YOUR GOAL → Format the material below as a Markdown table with two columns, Row and Line. Give each non-blank line its own row, numbered in order.

GIVEN RECORDS →
★ ★ ★ ★ ★ ★ ★

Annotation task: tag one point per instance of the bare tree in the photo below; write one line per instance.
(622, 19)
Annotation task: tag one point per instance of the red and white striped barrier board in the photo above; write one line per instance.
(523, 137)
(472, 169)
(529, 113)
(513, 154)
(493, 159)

★ ★ ★ ★ ★ ★ ★

FINAL ANSWER →
| Row | Line |
|---|---|
| 1 | Annotation task: tag one point per instance of the bare tree in the photo below; write one line per instance. |
| 2 | (622, 19) |
| 3 | Annotation task: tag one point per instance of the red and white striped barrier board in the photo above; write one line per instance. |
| 4 | (523, 137) |
| 5 | (472, 169) |
| 6 | (529, 113) |
| 7 | (513, 154) |
| 8 | (493, 159) |